## Aim
Can you reproduce each of the following lines word for word, with no changes at all?

—————

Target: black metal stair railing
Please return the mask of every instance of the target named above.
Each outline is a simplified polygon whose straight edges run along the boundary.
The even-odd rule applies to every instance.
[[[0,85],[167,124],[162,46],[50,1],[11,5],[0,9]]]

—————

## Completed exercise
Target: black metal stair railing
Please return the mask of every instance of the target named above.
Each outline is a simplified polygon whose straight edges run along the boundary.
The even-odd rule applies to every instance.
[[[0,85],[167,124],[162,46],[50,1],[11,5],[0,9]]]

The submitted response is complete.